[Start EXTRACTED TEXT]
My personal feeling is that these people who want firearms outlawed wont go directly after the firearms themselves. But make every effort to make owning a firearm so expensive that you wont want one. Maybe they will be gutsy enough to focus on tax stamps and various things to make the firearm itself expensive, but I think they will go after ammunition. I personally dont see them interpreting the right to bear arms as something that also contains the right to bear ammunition. So I fear that they will try and levee insane taxes on ammo, and make claims that lead ammo is bad for the environment, and mercury in primers is bad, and the propellants used are carcinogenic, etc.... and then they will use these things to justify taxes on ammo products. Tobacco seems to illustrate the way ammo will work in my eyes.... look at how much tobacco costs now as opposed to 20 years ago. And so much of that cost is tax! I dont use tobacco, but I find it interesting to see how much government control has taken place on the product.


----------



## KennyC (Apr 28, 2010)

Bax- you have hit the nail on the head. This is the same as what is happening with gas. The prices will continue to rise on fuel to push the puplic to electric or other means. Ammo has been on the rise for about 10 years now. The 1st reason we were told was that the efforts were going to support the ammo needs for troops overseas, and then it was cost to manufacture ect. The ammo will continue to go skyward just as everything else that the population uses. This is the same thing that has happened to beef. If we can't afford to buy meat in the stores or drive our trucks we should at least be able to own a bullet and fend for ourselves.


----------



## BERG (Dec 4, 2007)

Great posts all!
[End EXTRACTED TEXT]
[Start GIVEN RECORDS]
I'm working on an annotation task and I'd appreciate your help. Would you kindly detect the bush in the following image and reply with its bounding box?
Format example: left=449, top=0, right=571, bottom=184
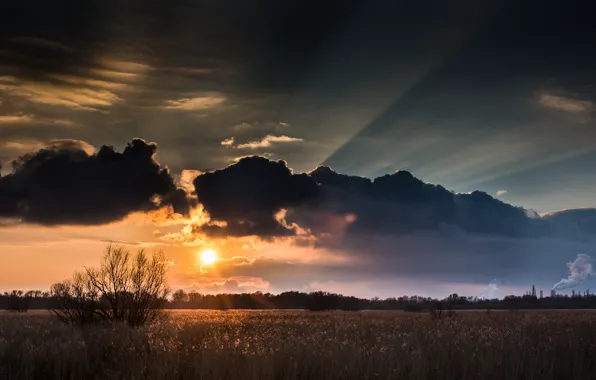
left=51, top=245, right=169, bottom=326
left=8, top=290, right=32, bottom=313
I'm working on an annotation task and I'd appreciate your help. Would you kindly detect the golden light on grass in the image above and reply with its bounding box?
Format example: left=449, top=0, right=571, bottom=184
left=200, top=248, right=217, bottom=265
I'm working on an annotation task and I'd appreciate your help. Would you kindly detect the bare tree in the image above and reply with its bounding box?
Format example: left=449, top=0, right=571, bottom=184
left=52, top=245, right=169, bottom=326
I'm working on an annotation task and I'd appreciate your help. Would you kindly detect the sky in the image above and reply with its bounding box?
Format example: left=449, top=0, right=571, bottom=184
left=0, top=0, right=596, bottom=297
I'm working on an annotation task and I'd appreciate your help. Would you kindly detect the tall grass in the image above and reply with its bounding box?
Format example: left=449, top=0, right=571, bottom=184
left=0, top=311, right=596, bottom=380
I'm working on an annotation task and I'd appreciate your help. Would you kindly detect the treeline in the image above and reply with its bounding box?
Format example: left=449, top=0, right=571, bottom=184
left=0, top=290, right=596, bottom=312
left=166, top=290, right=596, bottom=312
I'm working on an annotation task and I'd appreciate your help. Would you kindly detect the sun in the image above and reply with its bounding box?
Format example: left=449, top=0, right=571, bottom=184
[End GIVEN RECORDS]
* [LIST OF TASKS]
1. Write out the forum thread on ammunition costs from "## KennyC (Apr" up to and including "Great posts all!".
2. In the records, take the lines from the line with "detect the golden" up to and including the line with "left=200, top=248, right=217, bottom=265", switch "golden light" to "bright patch", and give only those lines with everything else unchanged.
The text and the records have no connection to each other.

* [LIST OF SOLUTIONS]
1.
## KennyC (Apr 28, 2010)

Bax- you have hit the nail on the head. This is the same as what is happening with gas. The prices will continue to rise on fuel to push the puplic to electric or other means. Ammo has been on the rise for about 10 years now. The 1st reason we were told was that the efforts were going to support the ammo needs for troops overseas, and then it was cost to manufacture ect. The ammo will continue to go skyward just as everything else that the population uses. This is the same thing that has happened to beef. If we can't afford to buy meat in the stores or drive our trucks we should at least be able to own a bullet and fend for ourselves.


----------



## BERG (Dec 4, 2007)

Great posts all!

2.
I'm working on an annotation task and I'd appreciate your help. Would you kindly detect the bright patch on grass in the image above and reply with its bounding box?
Format example: left=449, top=0, right=571, bottom=184
left=200, top=248, right=217, bottom=265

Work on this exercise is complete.